Stated task 1:
From the advent calendar thread below, return the words starting at "Or have I just" and ending at "Proper fuming now.".
Stated task 2:
Check each statement against the advent calendar thread below and answer yes or no, quoting the words that decide it: (a) The first door was opened on December 1st. (b) The friend who received the same calendar as a gift also found only a generic dinosaur. (c) Gorosaurus is from a Toho film released in 1967.
Stated task 3:
Carry on the thread about the knock-off Godzilla advent calendar past its final post.

##### Excerpted passage

THREAD: Join me on a festive daily journey of almost certain disappointment as I open the windows on this knock-off Chinese Godzilla advent calendar I bought on the internet. Which iconic Toho creatures will I find within?
December 1st, door number 1!
Who's this in here? Is that...a turkey?
No! It's...this guy.
Who is very clearly just a T-Rex made from mismatched plastic.
Hmm.
Let's be generous and assume that maybe it's meant to be Gorosaurus from Toho's 1967 film King Kong Escapes? Or the Godzillasaurus from 1991's Godzilla vs King Ghidorah?
Maybe?
Or have I just bought a shitty advent calendar full of 24 poor quality generic dinosaur toys?
TUNE IN TOMORROW TO FIND OUT!
SAME GOJIRA TIME, SAME GOJIRA CHANNEL.
Plot twist: I bought one of these as a gift for my good friend @filmsonwax and he got an ACTUAL GODZILLA. Proper fuming now.

##########
##### Given information

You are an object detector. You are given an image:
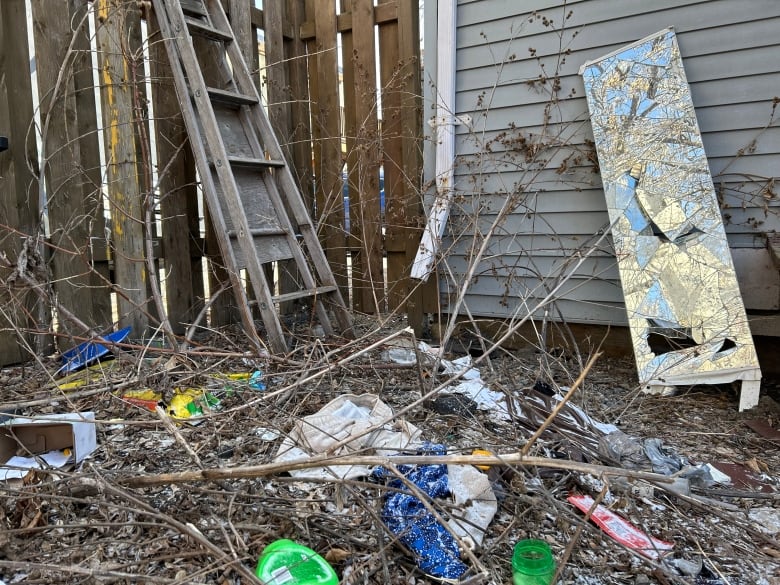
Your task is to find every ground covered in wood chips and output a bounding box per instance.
[0,321,780,585]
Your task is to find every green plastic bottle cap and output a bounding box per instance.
[512,539,555,585]
[255,538,339,585]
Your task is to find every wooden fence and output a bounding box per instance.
[0,0,435,364]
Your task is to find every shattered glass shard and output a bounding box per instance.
[580,28,761,409]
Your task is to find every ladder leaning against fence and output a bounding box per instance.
[153,0,352,353]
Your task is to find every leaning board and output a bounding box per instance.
[580,28,761,410]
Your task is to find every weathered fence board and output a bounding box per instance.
[97,0,149,335]
[306,0,349,298]
[149,14,205,335]
[0,0,426,364]
[0,0,41,365]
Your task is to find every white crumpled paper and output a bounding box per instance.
[275,394,421,479]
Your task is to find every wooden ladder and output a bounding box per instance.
[153,0,352,353]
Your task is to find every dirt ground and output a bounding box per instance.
[0,314,780,585]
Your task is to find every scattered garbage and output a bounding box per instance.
[662,557,726,585]
[57,360,118,392]
[216,370,266,391]
[276,394,498,578]
[255,539,339,585]
[275,394,422,479]
[374,445,468,579]
[57,327,131,374]
[512,539,555,585]
[748,508,780,535]
[567,495,674,560]
[121,388,162,412]
[168,388,221,424]
[0,412,97,481]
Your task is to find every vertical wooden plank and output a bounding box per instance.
[96,0,149,336]
[69,0,113,331]
[379,0,411,311]
[263,0,298,315]
[398,0,430,335]
[344,0,385,313]
[227,0,251,68]
[285,0,314,217]
[341,0,356,312]
[148,13,203,335]
[0,0,41,366]
[307,0,348,298]
[31,0,97,349]
[229,0,262,322]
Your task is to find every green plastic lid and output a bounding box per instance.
[255,539,339,585]
[512,539,555,578]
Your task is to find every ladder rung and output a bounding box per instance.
[228,156,287,167]
[272,286,338,303]
[184,16,233,42]
[206,87,258,107]
[181,0,206,16]
[227,228,287,238]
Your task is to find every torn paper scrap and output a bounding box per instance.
[567,495,674,560]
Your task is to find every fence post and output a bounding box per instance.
[343,0,385,313]
[31,0,102,348]
[69,0,114,330]
[0,0,43,366]
[148,12,204,335]
[306,0,349,299]
[97,0,151,337]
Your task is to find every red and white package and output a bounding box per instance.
[567,495,674,560]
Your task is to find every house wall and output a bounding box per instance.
[424,0,780,334]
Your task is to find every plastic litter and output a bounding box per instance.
[512,539,555,585]
[598,431,649,469]
[567,495,674,560]
[275,394,421,479]
[255,539,339,585]
[168,388,220,419]
[57,327,131,374]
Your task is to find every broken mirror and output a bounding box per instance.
[580,28,761,410]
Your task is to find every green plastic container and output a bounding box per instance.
[512,539,555,585]
[255,539,339,585]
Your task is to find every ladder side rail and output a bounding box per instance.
[153,0,287,352]
[205,0,352,332]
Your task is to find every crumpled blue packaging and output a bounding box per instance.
[373,443,468,579]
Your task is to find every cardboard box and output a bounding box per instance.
[0,412,97,480]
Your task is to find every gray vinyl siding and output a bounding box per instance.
[424,0,780,325]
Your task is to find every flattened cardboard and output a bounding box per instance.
[0,412,97,479]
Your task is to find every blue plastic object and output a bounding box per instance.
[57,327,130,374]
[374,443,468,580]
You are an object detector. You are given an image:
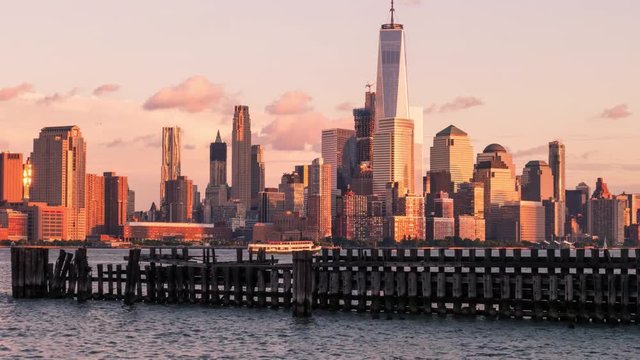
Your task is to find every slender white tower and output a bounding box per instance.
[376,0,409,122]
[372,1,415,196]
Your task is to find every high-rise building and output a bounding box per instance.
[103,172,129,236]
[375,1,413,122]
[373,5,415,197]
[587,178,627,245]
[231,105,253,209]
[0,152,23,202]
[278,172,305,216]
[474,144,520,239]
[160,126,182,206]
[565,183,591,233]
[387,195,427,242]
[85,174,105,235]
[498,201,545,243]
[209,131,227,186]
[321,129,356,191]
[522,161,555,201]
[336,191,370,243]
[549,141,567,202]
[22,157,33,200]
[258,188,285,223]
[165,176,193,223]
[430,125,473,191]
[30,126,87,240]
[307,158,332,238]
[409,106,425,193]
[456,215,485,241]
[453,182,484,218]
[251,145,265,209]
[542,198,566,240]
[127,189,136,220]
[373,118,415,196]
[353,85,376,164]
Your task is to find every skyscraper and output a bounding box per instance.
[549,141,566,202]
[103,172,129,236]
[231,105,252,209]
[376,3,409,122]
[522,161,552,201]
[409,106,425,192]
[373,118,415,197]
[209,131,227,186]
[474,144,520,239]
[307,158,332,238]
[30,126,87,240]
[160,126,182,206]
[321,129,356,190]
[0,152,22,202]
[165,176,193,223]
[430,125,473,191]
[85,174,105,235]
[251,145,265,209]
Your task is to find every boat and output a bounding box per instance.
[248,240,322,254]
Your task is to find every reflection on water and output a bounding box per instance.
[0,249,640,359]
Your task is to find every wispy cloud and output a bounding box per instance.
[424,96,484,114]
[93,84,120,96]
[0,83,33,101]
[336,101,356,112]
[265,91,312,115]
[513,145,549,157]
[599,104,631,120]
[143,75,227,113]
[38,88,78,105]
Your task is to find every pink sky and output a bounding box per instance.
[0,0,640,210]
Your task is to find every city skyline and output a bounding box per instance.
[0,1,640,210]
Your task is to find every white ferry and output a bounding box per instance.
[248,241,322,254]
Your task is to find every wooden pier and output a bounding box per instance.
[11,248,640,323]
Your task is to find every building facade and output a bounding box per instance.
[103,172,129,236]
[30,126,87,240]
[231,105,253,209]
[430,125,473,191]
[160,126,182,206]
[0,152,23,202]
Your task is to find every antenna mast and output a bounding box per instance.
[390,0,396,25]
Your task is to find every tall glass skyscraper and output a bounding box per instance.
[376,3,409,121]
[231,105,252,209]
[372,3,415,196]
[160,126,182,204]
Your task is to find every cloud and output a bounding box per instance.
[257,112,353,151]
[102,138,124,147]
[132,134,162,148]
[0,83,33,101]
[513,145,549,157]
[93,84,120,96]
[38,88,78,106]
[143,75,227,113]
[599,104,631,120]
[336,101,356,112]
[265,91,312,115]
[424,96,484,114]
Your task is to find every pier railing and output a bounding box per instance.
[11,248,640,323]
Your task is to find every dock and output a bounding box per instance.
[11,247,640,324]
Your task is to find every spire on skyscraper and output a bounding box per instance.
[389,0,396,25]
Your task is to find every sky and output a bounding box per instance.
[0,0,640,210]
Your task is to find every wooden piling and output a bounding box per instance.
[293,251,316,317]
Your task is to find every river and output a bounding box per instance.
[0,248,640,359]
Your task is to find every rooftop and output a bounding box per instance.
[436,125,468,136]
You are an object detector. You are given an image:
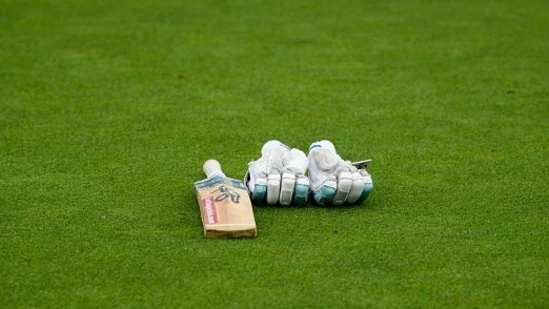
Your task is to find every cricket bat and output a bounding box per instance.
[194,159,257,239]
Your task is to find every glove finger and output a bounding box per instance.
[332,171,353,205]
[280,172,295,206]
[267,169,281,205]
[293,175,309,205]
[313,176,337,205]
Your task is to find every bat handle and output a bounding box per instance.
[203,159,225,178]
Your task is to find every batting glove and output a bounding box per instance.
[308,140,374,205]
[244,140,309,205]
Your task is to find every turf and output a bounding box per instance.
[0,0,549,308]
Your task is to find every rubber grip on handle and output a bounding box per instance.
[203,159,225,178]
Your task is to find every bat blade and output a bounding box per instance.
[194,160,257,239]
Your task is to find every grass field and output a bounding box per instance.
[0,0,549,308]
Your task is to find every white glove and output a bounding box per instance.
[244,140,309,205]
[308,140,374,205]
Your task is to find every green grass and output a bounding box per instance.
[0,0,549,308]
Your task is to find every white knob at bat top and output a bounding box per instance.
[203,159,226,178]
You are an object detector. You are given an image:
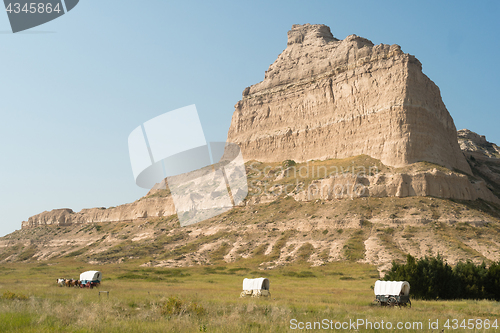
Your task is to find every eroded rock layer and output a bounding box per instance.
[228,24,471,173]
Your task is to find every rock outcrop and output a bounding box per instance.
[294,169,500,204]
[228,24,471,174]
[458,129,500,159]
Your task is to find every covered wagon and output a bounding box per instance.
[373,281,411,306]
[80,271,102,289]
[240,278,271,297]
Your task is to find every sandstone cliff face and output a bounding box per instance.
[228,24,471,173]
[22,196,175,228]
[294,169,500,204]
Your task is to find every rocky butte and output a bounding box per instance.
[17,24,500,228]
[228,24,471,174]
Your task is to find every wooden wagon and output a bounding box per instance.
[373,281,411,307]
[80,271,102,289]
[240,278,271,297]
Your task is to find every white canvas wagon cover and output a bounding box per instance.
[373,281,410,296]
[80,271,102,282]
[243,278,269,290]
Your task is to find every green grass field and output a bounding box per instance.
[0,258,500,333]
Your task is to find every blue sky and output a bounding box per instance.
[0,0,500,235]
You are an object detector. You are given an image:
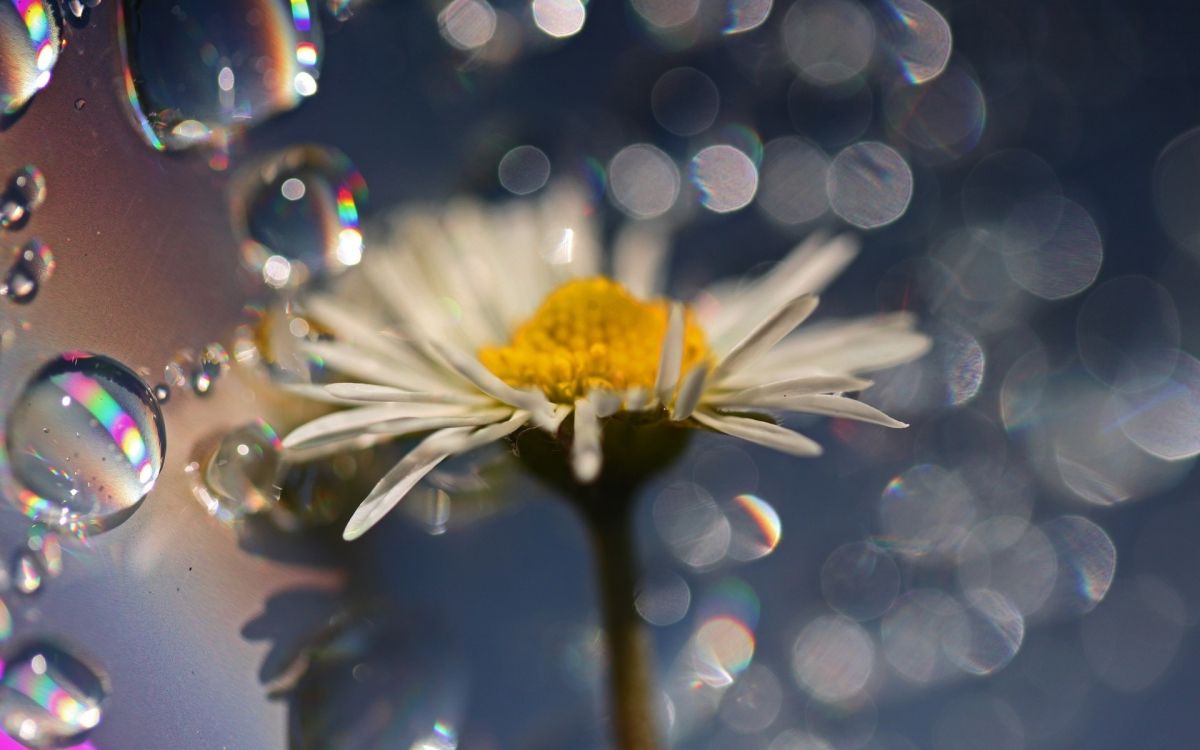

##########

Exercise response 1:
Or have I just bought a shitty advent calendar full of 24 poor quality generic dinosaur toys?
TUNE IN TOMORROW TO FIND OUT!
SAME GOJIRA TIME, SAME GOJIRA CHANNEL.
Plot twist: I bought one of these as a gift for my good friend @filmsonwax and he got an ACTUAL GODZILLA. Proper fuming now.

Exercise response 2:
(a) Yes: "December 1st, door number 1!"
(b) No: "he got an ACTUAL GODZILLA."
(c) Yes: "Gorosaurus from Toho's 1967 film King Kong Escapes"

Exercise response 3:
Day 2! Here we go! Ready for some proper kaiju goodness today. We're going in...
Well this seems familiar.
Yep. It's the same fucking T-Rex, only this one is missing a leg. Maybe each day I'll get slightly less of a T-Rex until eventually it's just empty?
That would somehow be less disappointing.
Just to prove this isn't a comedy bit, here is my burgeoning gang of low quality T-Rexs.
Genuinely curious now as to whether I have literally bought 24 crappy dinosaurs of variable completion. What will tomorrow bring - a glorious tiny Godzilla or more hot T-Rex action?
Please follow along, so that I don't ride this rollercoaster alone.
Day 3 of the Bootleg Godzilla Advent Calendar Disappointment marathon.
Two days, two doors opened, two rubbish T-Rex toys. ZERO GODZILLAS.
What will today bring?
Seems pretty conclusive that we're bracing for another T-Rex disappointment. Let's see what the fates have in store...
Ooooh.
Whatever this is, it isn't another crap T-Rex. It's in a bag, for one thing, and seems to be a different colour.
INTRIGUE!
This thing is wedged in there pretty tightly. I'm trying not to rip the whole front off the thing getting it out.
And...it's apparently Lego?
INTRIGUE RISING.
Oh.
OH WOW.
Brace yourselves.
It's a LEGO MECHA-GODZILLA.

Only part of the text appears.